Aim
Return every line of the material exactly.
— Start —
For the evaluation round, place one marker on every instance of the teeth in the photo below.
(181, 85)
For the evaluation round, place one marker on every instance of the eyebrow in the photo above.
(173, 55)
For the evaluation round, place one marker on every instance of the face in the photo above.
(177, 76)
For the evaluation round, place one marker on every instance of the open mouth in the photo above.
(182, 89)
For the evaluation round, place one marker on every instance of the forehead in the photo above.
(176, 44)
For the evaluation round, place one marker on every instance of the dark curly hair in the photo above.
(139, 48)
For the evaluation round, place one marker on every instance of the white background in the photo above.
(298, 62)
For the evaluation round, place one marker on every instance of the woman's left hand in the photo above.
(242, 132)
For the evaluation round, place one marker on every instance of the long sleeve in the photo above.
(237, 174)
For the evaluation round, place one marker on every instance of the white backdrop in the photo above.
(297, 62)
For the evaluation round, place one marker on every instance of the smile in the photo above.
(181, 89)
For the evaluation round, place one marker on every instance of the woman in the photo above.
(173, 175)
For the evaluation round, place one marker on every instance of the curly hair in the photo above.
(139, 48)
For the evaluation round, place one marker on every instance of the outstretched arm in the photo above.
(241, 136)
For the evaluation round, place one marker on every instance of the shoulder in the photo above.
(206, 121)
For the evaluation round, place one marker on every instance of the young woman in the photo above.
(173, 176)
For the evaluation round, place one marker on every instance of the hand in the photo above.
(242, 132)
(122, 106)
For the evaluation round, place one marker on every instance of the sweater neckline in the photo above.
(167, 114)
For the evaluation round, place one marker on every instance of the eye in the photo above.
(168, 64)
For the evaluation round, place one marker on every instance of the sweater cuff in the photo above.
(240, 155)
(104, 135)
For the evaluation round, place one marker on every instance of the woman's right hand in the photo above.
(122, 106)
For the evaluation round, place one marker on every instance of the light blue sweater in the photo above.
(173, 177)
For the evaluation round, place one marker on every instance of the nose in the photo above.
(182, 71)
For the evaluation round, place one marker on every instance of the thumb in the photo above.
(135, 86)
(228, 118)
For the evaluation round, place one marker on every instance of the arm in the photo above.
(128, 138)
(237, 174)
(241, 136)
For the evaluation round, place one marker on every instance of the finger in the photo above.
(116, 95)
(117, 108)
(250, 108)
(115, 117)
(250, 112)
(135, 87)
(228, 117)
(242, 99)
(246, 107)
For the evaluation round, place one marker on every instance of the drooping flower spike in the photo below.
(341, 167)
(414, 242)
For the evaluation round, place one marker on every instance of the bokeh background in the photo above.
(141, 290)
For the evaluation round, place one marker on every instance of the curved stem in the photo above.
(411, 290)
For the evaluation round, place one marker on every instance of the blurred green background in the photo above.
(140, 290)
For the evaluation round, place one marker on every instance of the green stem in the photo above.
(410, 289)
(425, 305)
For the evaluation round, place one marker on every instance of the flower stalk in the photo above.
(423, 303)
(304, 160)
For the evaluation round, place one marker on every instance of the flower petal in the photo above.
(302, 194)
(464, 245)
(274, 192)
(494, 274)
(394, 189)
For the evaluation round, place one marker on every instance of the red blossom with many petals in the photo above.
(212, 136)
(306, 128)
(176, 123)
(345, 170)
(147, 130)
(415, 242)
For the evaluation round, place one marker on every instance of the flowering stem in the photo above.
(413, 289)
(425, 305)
— End —
Written answer
For the evaluation round, place one marker on every instance of the teeth in the photo below.
(181, 85)
For the evaluation round, place one marker on every instance of the eyebrow in the photo above.
(173, 55)
For the evaluation round, place one marker on every instance of the face in the photo above.
(177, 76)
For the evaluation round, place one marker on every instance of the open mouth in the photo above.
(182, 89)
For the evaluation round, place one marker on every instance of the forehead in the photo above.
(176, 44)
For the evaluation round, place one marker on every instance of the dark curly hair in the photo above.
(139, 48)
For the evaluation round, place one marker on every instance of the white background in the photo above.
(298, 62)
For the evaluation round, place one marker on every instance of the woman's left hand in the photo above.
(242, 132)
For the evaluation round, place one marker on every instance of the long sleeve in the photo above.
(237, 174)
For the evaluation round, place one marker on every instance of the white backdrop in the photo above.
(297, 62)
For the evaluation round, place one marker on every instance of the smile in the photo above.
(181, 89)
For the evaluation round, place one marker on every instance of the woman in the photo above.
(173, 175)
For the evaluation round, place one marker on every instance of the curly hair in the photo above.
(139, 48)
For the evaluation round, place one marker on every instance of the outstretched arm in the photo above.
(241, 136)
For the evaluation round, place one marker on every instance of the shoulder in the photo above.
(206, 121)
For the evaluation round, place one marker on every instance of the young woman in the photo above.
(173, 176)
For the evaluation round, place one marker on every instance of the hand in the photo above.
(242, 132)
(122, 106)
For the evaluation round, place one marker on every instance of the sweater neckline in the photo above.
(167, 114)
For the evaluation round, place one marker on every instance of the eye in the photo above.
(168, 64)
For the evaluation round, place one marker on every instance of the sweater cuff in the photo above.
(240, 155)
(104, 135)
For the evaluation round, place one marker on every instance of the woman's right hand in the photo above.
(122, 106)
For the evaluation round, place one marker on every instance of the light blue sweater in the photo above.
(173, 177)
For the evaluation round, place one marker on every instance of the nose in the photo above.
(182, 71)
For the evaluation round, place one marker on every instance of the thumb in the photo above.
(135, 86)
(228, 118)
For the evaluation round, place one marker on every instance of the arm in the photo above.
(128, 138)
(237, 174)
(241, 136)
For the evaluation round, place one marker on every instance of the finger in the photo above.
(116, 95)
(117, 108)
(250, 108)
(115, 117)
(250, 112)
(135, 87)
(228, 117)
(242, 99)
(246, 107)
For the evaluation round, place one marker on every instance of the drooping flower spike in the photo below.
(341, 167)
(414, 242)
For the evaluation round, place one marker on every instance of the bokeh background in the photo above.
(141, 290)
For the evaluation round, place one marker on every instance of the curved stem in the photo above.
(411, 290)
For the evaluation round, place one marker on every instance of the blurred green background in the photo above.
(140, 290)
For the evaluation round, place one marker on every instance of the green stem in the photo above.
(410, 289)
(425, 305)
For the evaluation round, place one marker on every instance of the flower stalk in the photo above.
(423, 303)
(304, 160)
For the evaluation round, place one marker on every instance of the flower petal in the photo above.
(302, 194)
(464, 245)
(274, 192)
(494, 274)
(394, 189)
For the evaluation round, place one marker on every instance of the red blossom with many petals in the photo above.
(212, 136)
(306, 128)
(176, 123)
(345, 170)
(147, 130)
(415, 242)
For the evaluation round, place one marker on every instance of the flowering stem in the photo above.
(413, 289)
(425, 305)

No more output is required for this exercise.